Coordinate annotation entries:
+--

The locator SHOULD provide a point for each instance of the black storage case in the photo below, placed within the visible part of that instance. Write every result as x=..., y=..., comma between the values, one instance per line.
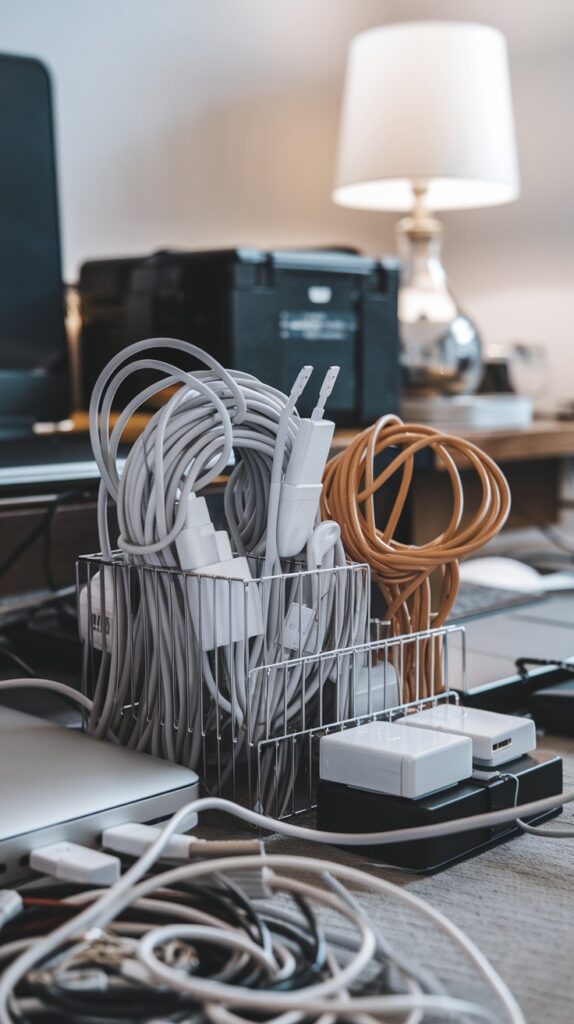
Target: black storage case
x=266, y=312
x=343, y=808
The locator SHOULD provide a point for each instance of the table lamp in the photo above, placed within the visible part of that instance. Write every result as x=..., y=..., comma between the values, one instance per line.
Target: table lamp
x=427, y=124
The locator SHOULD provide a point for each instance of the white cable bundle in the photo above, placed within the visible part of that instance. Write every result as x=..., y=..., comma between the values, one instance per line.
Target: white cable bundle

+--

INSTRUCTION: Lay out the data above as a Markdown table with two columns, Row and Line, giving each line its own numbered row and dropping blank lines. Leave the pictures out of the table.

ANSWER BELOW:
| Row | Line |
|---|---|
| 1 | The locator SHOULD provide a point for each instance of the black storage case in the photo below, placed within the visible part of that instance. Write every result as x=..., y=..., comma between the values, one instance per line. |
| 2 | Target: black storage case |
| 3 | x=266, y=312 |
| 4 | x=343, y=808 |
| 5 | The locator SHOULD provide a point for each instance of the table lamp in the photo above, placed within the visible part of that instance. Write every result as x=..., y=..., comma between the values, one instance per line. |
| 6 | Target: table lamp |
| 7 | x=427, y=124 |
| 8 | The locator SHOULD provide a point for each instance of the white cable bundle in the photo above, placed within the visible part of that instance. Write every result as x=..., y=..., comma between the values, one instance per line. |
| 9 | Target: white cable bundle |